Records
------------

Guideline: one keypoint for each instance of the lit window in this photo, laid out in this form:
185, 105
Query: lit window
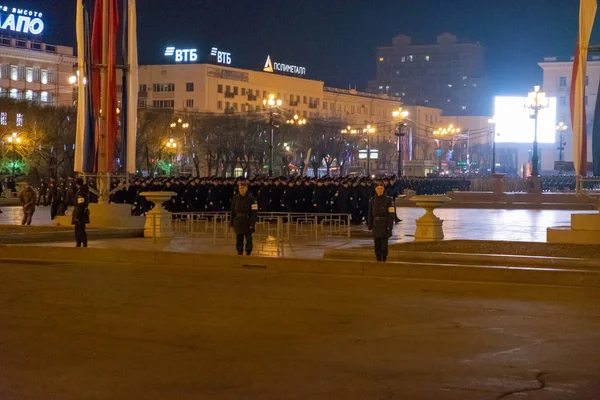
563, 81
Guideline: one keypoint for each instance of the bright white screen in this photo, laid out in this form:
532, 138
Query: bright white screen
514, 124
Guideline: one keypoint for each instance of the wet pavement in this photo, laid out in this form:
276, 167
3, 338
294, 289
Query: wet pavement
104, 331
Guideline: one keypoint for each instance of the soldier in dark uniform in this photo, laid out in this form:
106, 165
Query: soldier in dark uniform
81, 215
53, 198
244, 214
320, 198
381, 221
42, 193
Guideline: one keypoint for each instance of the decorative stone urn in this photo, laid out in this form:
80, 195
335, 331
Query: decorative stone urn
158, 220
429, 227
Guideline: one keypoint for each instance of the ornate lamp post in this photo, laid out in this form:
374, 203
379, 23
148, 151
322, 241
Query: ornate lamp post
560, 128
272, 103
401, 130
536, 101
14, 139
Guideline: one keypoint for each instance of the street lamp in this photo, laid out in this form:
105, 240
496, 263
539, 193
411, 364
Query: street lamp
271, 102
296, 120
14, 139
560, 128
536, 101
368, 130
492, 122
401, 128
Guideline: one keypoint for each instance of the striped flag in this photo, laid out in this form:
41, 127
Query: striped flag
587, 14
132, 88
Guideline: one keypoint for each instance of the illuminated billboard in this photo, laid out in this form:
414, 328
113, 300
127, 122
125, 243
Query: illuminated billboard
515, 125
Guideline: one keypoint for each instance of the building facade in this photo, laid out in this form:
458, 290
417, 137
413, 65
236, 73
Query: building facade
37, 72
557, 83
448, 75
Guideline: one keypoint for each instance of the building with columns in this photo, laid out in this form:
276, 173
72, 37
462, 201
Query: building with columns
557, 73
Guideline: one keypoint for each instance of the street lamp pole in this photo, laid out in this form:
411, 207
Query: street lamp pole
368, 130
492, 122
271, 102
561, 127
536, 101
400, 133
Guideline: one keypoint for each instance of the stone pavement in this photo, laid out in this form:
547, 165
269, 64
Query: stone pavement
468, 224
102, 331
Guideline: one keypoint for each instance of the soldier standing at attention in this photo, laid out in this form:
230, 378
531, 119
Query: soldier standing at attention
81, 215
381, 221
244, 214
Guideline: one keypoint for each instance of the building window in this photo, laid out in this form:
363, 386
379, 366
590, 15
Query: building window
563, 81
163, 104
163, 87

------------

SHORT TASK
Recast the lines of the items as a numbered list, omitting blank lines. Start at the line containing "Guideline: one keypoint for each instance of the building window" and end at the final line of the items.

SOLUTION TO THE PROBLEM
1. Guideline: one keypoint for each instance of the building window in this photo, laid out in this form:
2. 363, 386
3. 379, 366
4. 590, 15
5. Query: building window
6. 563, 81
7. 163, 104
8. 163, 87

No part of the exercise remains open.